# Supplied records

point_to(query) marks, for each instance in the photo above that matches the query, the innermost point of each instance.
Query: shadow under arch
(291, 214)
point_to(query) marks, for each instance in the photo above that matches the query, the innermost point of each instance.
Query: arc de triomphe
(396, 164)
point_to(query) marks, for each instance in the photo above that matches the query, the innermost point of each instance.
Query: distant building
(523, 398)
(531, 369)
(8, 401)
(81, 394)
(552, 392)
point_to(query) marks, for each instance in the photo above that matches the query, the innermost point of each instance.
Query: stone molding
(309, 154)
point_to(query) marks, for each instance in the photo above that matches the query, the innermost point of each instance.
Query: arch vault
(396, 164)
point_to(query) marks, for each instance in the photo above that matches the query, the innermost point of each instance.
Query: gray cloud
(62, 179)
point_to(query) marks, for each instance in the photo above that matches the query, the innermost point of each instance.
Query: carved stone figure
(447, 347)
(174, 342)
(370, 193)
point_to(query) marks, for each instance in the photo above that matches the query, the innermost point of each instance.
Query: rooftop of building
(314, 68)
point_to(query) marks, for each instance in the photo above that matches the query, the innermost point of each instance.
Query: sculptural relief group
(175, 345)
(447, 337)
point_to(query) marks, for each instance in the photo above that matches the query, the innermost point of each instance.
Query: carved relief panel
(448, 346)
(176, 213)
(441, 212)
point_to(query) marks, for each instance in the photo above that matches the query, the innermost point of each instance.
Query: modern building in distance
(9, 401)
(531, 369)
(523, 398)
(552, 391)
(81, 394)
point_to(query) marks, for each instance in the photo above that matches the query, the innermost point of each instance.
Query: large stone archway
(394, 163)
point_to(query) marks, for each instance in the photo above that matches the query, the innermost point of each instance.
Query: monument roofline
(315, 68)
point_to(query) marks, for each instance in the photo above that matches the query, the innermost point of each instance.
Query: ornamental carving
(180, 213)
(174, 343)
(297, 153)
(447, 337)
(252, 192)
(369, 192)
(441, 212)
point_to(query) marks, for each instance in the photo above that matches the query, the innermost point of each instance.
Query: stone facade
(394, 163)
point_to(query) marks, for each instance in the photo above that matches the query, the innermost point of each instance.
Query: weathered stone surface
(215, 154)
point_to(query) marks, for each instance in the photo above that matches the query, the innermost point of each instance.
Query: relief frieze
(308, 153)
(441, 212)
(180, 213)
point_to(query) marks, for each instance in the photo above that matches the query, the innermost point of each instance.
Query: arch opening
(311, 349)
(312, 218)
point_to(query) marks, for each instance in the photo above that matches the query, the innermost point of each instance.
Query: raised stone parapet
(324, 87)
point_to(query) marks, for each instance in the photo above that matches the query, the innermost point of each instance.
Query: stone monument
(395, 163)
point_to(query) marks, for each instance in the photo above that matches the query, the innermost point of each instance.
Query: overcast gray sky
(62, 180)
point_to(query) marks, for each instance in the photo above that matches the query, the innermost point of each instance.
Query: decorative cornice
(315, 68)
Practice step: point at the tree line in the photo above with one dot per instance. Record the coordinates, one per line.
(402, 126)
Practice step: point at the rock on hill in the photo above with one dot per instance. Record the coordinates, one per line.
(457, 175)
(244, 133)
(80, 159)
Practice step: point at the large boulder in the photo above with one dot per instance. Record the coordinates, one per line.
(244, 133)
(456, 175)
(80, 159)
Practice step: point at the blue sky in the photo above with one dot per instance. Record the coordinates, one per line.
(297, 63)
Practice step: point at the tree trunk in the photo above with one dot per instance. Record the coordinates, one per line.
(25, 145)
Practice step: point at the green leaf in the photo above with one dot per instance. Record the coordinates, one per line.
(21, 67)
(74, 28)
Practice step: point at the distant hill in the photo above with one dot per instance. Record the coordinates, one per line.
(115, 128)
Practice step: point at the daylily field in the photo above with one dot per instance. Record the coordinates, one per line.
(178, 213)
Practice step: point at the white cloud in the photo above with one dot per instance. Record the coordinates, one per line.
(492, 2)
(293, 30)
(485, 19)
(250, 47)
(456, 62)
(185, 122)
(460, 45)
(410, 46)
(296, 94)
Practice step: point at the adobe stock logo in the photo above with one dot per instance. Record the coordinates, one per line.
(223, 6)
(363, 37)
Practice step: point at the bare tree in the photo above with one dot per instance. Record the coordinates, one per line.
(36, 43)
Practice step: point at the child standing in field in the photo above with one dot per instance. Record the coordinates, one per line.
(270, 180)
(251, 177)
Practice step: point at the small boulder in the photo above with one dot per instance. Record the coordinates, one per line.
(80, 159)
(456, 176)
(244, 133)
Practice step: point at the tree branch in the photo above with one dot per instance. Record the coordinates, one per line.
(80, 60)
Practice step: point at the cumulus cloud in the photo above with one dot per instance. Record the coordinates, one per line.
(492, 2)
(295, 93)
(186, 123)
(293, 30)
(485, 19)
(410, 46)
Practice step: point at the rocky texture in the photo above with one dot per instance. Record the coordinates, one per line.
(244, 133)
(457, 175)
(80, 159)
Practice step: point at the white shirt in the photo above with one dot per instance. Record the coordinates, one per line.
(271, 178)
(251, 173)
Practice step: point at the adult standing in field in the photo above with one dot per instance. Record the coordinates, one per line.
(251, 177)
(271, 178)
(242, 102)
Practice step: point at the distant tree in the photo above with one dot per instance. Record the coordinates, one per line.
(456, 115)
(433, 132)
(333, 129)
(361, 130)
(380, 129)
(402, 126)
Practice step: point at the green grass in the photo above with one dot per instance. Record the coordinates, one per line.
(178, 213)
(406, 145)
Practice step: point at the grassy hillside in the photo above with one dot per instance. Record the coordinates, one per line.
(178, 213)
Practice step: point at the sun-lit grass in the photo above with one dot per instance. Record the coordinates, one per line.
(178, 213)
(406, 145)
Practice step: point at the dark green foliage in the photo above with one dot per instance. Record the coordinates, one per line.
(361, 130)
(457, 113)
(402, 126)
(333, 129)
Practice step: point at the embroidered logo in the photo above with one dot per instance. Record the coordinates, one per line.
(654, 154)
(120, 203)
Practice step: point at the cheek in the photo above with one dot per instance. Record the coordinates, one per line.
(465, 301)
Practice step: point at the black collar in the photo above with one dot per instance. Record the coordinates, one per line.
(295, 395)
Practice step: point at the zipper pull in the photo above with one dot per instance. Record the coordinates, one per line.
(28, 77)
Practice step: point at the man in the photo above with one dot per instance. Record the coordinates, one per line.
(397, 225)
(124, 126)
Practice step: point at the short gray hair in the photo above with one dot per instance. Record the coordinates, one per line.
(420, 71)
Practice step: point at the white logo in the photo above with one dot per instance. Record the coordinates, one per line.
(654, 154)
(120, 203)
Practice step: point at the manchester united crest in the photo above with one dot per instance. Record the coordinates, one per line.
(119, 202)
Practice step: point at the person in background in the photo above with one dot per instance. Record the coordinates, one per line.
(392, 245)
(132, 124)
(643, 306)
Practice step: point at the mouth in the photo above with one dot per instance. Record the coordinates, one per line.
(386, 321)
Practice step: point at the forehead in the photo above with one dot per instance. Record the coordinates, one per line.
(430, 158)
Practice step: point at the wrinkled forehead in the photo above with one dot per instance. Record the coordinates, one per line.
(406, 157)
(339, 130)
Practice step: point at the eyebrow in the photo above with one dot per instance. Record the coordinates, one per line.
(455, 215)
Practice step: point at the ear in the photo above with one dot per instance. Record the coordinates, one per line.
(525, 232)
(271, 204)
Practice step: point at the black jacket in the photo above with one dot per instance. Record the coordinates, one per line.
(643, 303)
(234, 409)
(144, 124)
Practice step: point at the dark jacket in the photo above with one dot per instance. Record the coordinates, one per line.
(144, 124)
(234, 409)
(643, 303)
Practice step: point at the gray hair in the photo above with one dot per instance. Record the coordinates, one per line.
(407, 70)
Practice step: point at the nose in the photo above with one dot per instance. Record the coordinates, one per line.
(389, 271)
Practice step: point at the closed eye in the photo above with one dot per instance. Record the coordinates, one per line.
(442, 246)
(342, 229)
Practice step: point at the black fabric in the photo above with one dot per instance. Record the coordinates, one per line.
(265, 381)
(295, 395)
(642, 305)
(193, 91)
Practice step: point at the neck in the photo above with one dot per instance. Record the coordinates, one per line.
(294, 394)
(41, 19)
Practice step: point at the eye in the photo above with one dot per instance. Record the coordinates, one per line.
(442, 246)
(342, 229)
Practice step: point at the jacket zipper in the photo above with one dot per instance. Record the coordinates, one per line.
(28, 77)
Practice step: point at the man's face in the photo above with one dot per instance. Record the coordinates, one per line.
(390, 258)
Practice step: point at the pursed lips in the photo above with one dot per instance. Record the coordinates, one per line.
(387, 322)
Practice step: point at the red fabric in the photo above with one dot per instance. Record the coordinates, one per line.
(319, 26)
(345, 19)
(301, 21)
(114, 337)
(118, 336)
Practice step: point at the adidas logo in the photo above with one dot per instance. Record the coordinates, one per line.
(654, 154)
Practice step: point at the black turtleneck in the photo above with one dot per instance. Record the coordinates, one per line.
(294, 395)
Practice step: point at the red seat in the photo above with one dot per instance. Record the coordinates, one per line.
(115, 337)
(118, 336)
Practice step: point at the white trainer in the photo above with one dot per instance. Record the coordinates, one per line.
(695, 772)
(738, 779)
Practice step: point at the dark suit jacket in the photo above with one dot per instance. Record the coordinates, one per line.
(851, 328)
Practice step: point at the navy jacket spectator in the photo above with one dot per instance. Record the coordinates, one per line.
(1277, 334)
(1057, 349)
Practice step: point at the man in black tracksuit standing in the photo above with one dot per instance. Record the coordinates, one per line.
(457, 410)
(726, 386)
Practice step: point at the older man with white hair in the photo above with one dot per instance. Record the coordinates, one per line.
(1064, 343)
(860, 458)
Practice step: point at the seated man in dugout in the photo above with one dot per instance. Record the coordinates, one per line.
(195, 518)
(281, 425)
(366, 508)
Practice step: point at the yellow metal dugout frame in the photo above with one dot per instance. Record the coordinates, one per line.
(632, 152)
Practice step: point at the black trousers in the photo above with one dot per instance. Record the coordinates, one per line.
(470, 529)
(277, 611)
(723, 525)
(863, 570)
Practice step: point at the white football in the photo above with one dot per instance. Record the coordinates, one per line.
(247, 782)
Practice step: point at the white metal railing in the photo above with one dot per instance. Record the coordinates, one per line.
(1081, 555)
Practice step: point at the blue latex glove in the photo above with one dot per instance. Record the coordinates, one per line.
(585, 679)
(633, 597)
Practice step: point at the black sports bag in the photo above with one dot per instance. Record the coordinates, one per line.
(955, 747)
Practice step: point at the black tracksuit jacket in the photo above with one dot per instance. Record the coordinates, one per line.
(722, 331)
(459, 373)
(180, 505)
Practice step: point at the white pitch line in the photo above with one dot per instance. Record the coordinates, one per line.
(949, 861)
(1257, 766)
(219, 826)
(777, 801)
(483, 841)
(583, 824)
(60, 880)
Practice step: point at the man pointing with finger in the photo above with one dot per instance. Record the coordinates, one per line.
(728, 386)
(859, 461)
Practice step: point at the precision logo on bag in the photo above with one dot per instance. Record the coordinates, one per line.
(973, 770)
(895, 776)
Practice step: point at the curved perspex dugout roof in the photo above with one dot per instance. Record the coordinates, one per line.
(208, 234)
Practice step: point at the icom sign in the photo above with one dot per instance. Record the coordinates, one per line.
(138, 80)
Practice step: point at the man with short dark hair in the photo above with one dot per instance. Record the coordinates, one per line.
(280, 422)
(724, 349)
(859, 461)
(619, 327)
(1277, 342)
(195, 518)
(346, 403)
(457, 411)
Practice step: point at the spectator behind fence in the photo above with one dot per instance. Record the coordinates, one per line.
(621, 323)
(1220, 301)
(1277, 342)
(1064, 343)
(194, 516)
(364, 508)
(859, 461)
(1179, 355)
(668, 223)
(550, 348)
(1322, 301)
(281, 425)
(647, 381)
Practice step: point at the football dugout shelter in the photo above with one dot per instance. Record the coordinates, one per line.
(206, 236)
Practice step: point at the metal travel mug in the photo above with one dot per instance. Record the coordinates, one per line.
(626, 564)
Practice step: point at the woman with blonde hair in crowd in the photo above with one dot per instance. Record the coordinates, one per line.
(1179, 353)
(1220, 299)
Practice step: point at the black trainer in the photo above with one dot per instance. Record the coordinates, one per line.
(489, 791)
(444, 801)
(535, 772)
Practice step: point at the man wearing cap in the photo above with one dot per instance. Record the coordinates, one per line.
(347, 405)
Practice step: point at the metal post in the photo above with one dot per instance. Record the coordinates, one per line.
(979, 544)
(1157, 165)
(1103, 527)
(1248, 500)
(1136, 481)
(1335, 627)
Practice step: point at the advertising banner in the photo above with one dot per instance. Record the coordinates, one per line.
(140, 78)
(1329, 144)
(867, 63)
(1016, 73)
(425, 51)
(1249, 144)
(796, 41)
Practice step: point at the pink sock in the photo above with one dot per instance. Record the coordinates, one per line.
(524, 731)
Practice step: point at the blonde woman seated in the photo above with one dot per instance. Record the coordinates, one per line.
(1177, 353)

# Given problem
Repeat only the stretch of lines starting at the one containing "Practice step: point at the man wearing" and running to the final line of the entries above.

# The solution
Practice step: point at the man wearing cap in the photo above with one dot per instance. Record the coordinates, one per line.
(347, 405)
Practice step: point at the metal post in the photo above with one dot per instance. Record the coordinates, one per line.
(979, 544)
(1157, 165)
(1103, 527)
(1248, 500)
(1136, 481)
(1335, 627)
Practice step: point at the advertising banner in the photo above with one dot per instance. Record the coordinates, one per line.
(140, 78)
(1329, 144)
(867, 63)
(1016, 73)
(425, 51)
(1249, 144)
(796, 41)
Practice step: point at the pink sock in the photo above with one dot per instance. Record the coordinates, one per line.
(524, 731)
Practice step: point at the blonde woman seated in the photo above with one dot per instance. Record the coordinates, one per line.
(1177, 353)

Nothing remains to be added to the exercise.